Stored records
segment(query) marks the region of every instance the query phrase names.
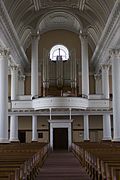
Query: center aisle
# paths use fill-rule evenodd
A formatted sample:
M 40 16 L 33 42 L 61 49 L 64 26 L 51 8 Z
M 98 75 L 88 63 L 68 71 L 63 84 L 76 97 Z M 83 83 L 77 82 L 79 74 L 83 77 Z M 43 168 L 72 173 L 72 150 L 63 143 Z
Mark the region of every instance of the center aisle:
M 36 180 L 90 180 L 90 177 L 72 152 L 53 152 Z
---
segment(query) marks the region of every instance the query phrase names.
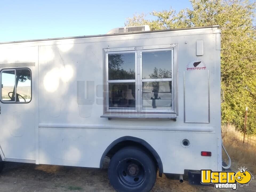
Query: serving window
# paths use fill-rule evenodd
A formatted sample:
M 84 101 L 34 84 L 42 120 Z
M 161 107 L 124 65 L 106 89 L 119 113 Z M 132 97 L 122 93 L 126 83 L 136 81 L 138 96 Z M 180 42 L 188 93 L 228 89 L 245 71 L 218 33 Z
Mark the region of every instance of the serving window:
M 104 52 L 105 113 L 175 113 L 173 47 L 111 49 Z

→ Problem
Report each line in the records above that contains the string "instance", matching case exactly.

→ Correct response
segment(query) marks the region of every instance the query phrase names.
Mark the region of every instance of the center aisle:
segment(query) marks the region of every instance the query phrase names.
Mark the region of every instance of the serving window:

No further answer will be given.